● Source excerpt:
## BEGIN

Muslim women engaged in a "Free Palestine" protest. Credit: Alisdare Hickson / Wikimedia Commons Credit: Alisdare Hickson / Wikimedia Commons

Like many Canadians, I was deeply saddened at the tragic death of young Canadian-Israeli Aryeh Shechopek in Jerusalem. The arbitrariness and senselessness of this child’s death should send shivers down the spine of any parent – Israeli, Canadian, or Palestinian. But I am deeply concerned that Canadian media coverage failed to contextualize the incident properly, at a time when the Canadian public so desperately needs a better understanding of the Israel-Palestine conflict.

Two prominent articles, one in the Globe and Mail and one from the CBC, failed to provide critical background information that would have enabled readers to understand why terrorism often occurs in Israel-Palestine, and how a young Canadian could fall victim. While terrorism – generally understood as violence inflicted against civilians to advance political aims – is never to be condoned, its causes must nevertheless be understood.  

The most troubling problem with both articles is that neither provides any reason why Palestinians might be motivated to carry out an act of terrorism. The Globe article tries to situate the reader by stating, “Tensions between Israelis and Palestinians have been surging for months amid nightly Israeli raids in the occupied West Bank prompted by a spate of deadly attacks against Israelis that killed 19 people in the spring.”  Here, the conflict is presented as an endless tit for tat dynamic, where one side needlessly provokes and the other responds.  And usually, Western media coverage – like the Globe in this case – suggests that Palestinians are the initiator or the aggressor, and Israel is simply defending itself.  

As for the CBC article, at no point does it try to explain why there are tensions in Israel-Palestine.  Instead, at the end of the lengthy article, there are three brief paragraphs that provide unrelated numbers of Palestinians and Israelis killed, over different time periods. The reader is given no clear sense of which group – Israelis or Palestinians – has suffered the greater casualties, nor is the reader given any information as to the balance of power between the two sides.   

If major Canadian news outlets persist in depicting the violence in the Israel-Palestine conflict in such a myopic way, the public will inevitably remain misinformed. Why, for example, did neither article see fit to explain that 2,200 Palestinian children have been killed by Israeli security forces during the last two decades, compared to 139 Israeli children killed by Palestinians?

## END

● Rows:
## BEGIN

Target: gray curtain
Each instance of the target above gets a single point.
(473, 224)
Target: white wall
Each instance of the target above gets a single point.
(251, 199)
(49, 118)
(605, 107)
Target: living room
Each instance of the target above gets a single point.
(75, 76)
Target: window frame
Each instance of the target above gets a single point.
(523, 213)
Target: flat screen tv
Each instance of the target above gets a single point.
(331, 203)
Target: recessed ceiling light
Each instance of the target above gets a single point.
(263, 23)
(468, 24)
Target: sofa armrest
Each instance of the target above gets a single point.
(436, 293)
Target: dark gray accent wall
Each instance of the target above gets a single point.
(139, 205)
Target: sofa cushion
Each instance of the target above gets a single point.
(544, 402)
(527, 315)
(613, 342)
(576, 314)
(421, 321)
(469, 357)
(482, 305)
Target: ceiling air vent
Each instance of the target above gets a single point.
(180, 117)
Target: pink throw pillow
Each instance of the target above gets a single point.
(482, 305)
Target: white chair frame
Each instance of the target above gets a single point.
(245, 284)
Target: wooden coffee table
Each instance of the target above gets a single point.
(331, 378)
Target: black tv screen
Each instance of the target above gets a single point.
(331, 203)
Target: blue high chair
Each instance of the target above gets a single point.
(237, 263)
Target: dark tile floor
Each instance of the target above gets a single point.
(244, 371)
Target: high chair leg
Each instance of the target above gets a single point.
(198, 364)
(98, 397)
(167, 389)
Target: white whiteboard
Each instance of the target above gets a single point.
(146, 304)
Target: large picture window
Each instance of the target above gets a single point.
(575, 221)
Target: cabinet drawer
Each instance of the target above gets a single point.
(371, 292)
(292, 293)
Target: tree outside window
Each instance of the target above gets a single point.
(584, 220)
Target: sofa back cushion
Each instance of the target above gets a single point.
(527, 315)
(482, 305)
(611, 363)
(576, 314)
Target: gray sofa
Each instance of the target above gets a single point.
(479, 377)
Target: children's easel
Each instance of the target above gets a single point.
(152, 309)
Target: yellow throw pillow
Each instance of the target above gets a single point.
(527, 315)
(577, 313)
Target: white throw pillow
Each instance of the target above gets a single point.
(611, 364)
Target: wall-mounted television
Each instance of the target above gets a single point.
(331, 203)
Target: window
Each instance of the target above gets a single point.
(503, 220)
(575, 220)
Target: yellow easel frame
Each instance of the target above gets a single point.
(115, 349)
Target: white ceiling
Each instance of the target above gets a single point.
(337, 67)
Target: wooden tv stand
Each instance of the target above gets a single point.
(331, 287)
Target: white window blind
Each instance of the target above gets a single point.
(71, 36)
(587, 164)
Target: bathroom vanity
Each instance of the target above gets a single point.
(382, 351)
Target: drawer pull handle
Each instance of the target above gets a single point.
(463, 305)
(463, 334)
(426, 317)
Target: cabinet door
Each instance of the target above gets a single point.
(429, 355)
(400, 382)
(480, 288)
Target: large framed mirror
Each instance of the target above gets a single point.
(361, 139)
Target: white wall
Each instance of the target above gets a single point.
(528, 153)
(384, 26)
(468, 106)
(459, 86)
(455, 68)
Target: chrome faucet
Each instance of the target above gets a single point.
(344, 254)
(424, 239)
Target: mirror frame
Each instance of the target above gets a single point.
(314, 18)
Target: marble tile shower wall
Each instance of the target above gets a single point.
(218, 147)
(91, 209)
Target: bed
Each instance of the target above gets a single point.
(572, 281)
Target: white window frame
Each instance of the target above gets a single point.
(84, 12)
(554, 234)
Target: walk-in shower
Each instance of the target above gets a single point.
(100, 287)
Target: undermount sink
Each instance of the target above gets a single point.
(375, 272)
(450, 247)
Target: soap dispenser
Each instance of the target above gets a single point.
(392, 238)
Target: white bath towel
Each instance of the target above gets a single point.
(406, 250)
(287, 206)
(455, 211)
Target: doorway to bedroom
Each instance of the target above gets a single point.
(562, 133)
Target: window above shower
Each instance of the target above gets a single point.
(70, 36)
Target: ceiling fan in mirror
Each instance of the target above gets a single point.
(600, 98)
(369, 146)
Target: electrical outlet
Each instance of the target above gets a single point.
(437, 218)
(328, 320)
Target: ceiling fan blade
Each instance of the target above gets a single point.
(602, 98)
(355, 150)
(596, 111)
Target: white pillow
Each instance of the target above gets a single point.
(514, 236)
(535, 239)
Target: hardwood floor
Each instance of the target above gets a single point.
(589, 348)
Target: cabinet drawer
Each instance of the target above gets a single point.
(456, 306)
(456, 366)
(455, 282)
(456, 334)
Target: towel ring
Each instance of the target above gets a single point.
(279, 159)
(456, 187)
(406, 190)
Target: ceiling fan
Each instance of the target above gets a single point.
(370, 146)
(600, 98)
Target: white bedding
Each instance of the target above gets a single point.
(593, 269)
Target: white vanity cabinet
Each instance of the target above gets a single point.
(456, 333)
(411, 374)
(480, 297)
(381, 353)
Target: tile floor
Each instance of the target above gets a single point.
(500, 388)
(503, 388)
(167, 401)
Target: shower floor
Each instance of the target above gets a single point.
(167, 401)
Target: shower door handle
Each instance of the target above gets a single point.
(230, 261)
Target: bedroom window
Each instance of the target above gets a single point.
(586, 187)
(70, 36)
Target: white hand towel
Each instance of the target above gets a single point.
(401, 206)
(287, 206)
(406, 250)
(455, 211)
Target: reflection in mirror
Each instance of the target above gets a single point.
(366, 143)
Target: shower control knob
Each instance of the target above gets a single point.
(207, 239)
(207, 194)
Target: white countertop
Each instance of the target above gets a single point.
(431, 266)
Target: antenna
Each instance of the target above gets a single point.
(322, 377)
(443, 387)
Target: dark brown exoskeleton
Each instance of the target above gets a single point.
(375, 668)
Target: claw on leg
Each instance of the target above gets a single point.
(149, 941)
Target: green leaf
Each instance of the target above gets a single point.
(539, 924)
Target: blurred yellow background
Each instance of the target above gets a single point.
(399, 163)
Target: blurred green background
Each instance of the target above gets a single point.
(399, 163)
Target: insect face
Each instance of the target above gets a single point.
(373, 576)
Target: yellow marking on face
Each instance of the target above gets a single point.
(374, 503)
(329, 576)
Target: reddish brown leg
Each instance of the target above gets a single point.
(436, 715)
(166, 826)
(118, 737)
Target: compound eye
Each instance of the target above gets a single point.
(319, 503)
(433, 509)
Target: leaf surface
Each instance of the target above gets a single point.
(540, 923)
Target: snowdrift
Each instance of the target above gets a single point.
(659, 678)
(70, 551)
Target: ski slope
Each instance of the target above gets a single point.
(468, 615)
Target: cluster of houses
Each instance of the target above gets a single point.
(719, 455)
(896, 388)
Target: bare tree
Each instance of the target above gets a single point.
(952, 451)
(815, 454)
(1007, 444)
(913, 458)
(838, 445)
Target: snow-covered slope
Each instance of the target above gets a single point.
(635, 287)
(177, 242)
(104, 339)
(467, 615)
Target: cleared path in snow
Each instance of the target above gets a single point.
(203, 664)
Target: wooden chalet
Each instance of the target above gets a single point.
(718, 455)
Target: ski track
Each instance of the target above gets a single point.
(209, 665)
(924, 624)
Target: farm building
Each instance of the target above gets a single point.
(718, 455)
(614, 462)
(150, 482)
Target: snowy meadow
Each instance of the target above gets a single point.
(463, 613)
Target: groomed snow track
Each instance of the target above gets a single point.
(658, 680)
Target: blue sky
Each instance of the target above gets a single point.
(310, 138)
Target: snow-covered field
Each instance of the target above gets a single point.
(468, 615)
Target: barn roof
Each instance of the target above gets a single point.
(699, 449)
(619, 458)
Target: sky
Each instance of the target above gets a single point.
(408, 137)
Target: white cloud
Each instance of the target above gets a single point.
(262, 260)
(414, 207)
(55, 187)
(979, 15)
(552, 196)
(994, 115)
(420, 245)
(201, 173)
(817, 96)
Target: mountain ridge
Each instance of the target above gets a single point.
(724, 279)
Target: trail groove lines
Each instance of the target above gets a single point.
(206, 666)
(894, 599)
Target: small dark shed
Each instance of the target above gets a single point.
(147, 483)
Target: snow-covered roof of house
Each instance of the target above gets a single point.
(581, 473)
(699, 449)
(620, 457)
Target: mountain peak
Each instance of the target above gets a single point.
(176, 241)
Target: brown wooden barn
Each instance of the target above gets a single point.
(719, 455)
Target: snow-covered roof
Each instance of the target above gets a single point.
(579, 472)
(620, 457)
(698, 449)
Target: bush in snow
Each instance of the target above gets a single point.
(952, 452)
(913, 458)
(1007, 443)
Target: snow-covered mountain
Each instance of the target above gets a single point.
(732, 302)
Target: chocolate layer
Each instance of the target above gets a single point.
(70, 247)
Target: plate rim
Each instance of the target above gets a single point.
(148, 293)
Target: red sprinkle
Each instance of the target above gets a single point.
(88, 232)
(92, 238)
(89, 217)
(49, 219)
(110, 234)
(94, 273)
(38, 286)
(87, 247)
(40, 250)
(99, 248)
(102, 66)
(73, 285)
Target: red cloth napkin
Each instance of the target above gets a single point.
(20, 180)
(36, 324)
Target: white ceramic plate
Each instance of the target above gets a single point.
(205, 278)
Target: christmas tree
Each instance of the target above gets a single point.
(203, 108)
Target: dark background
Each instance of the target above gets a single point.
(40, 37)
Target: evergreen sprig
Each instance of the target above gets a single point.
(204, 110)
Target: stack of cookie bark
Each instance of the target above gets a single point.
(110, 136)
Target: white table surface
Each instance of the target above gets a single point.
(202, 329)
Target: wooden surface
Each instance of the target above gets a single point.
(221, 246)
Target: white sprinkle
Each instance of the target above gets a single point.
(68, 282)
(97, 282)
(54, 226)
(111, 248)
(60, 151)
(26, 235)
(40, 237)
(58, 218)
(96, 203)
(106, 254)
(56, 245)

## END

● What to do:
a) Return the stretch of the commentary on Canadian news coverage from "As for the CBC" through "killed by Palestinians?", copied word for word.
b) Resume the commentary on Canadian news coverage of the Israel-Palestine conflict, picking up right after its last sentence.

● Expected results:
a)
As for the CBC article, at no point does it try to explain why there are tensions in Israel-Palestine.  Instead, at the end of the lengthy article, there are three brief paragraphs that provide unrelated numbers of Palestinians and Israelis killed, over different time periods. The reader is given no clear sense of which group – Israelis or Palestinians – has suffered the greater casualties, nor is the reader given any information as to the balance of power between the two sides.   

If major Canadian news outlets persist in depicting the violence in the Israel-Palestine conflict in such a myopic way, the public will inevitably remain misinformed. Why, for example, did neither article see fit to explain that 2,200 Palestinian children have been killed by Israeli security forces during the last two decades, compared to 139 Israeli children killed by Palestinians?

b)
Sadly, the number of Palestinian children being killed by Israel keeps climbing, including 16-year-old Palestinian Ahmad Shehadeh who was shot to death by Israeli occupation forces last month, and four other Palestinian children killed by Israeli soldiers in November alone. As such, the Globe and CBC certainly know that Mr. Shechopek’s death did not happen in a vacuum, or that these “tensions” did not sprout out of thin air. 

Beyond the simple statistics of deaths of children, a more thorough journalistic approach would explain that the so-called “tensions” between the parties are not a few months old, nor even a few years old, but stem from decades of cruel Israeli oppression and military occupation over Palestinians. Palestinians’ rights, movements and livelihoods are highly controlled by Israel and its legal and security institutions.  Israel’s dominance over the lives of Palestinians is so complete that Amnesty International, Human Rights Watch and even Israeli human rights organizations have described it as an apartheid system, comparable to what blacks faced under South Africa’s apartheid regime.

Neither article mentioned Israel’s military occupation of Palestinian territories, the apartheid label applied by human rights organizations, nor the dozens of UN resolutions calling for Israel to respect the human rights of Palestinians.  

Interestingly, both articles gave great attention to the character of young Aryeh Shechopek. The Globe article devoted 10 paragraphs, and the CBC article took three paragraphs to describe how much Shechopek was loved by his friends and community.

But surely the same could be said for every Palestinian child who has been killed by the Israelis – those children whose names will never grace the pages of the Globe or the CBC. Surely they too had endearing qualities, and were likewise loved and appreciated by their friends and communities.  

Why couldn’t some of those paragraphs devoted to the character of Shechopek instead have been used to elucidate the reasons why someone else might’ve felt they had no choice but commit an act of terror at an Israeli bus stop. 

Journalists reporting on Palestinian acts of violence have a professional and ethical obligation to avoid treating attacks like the one that killed Shechopek as random crimes completely decoupled from Palestinians’ tortured existence under Israeli apartheid. News organizations such as the Globe and the CBC should provide the fullest possible context, using the appropriate terminology.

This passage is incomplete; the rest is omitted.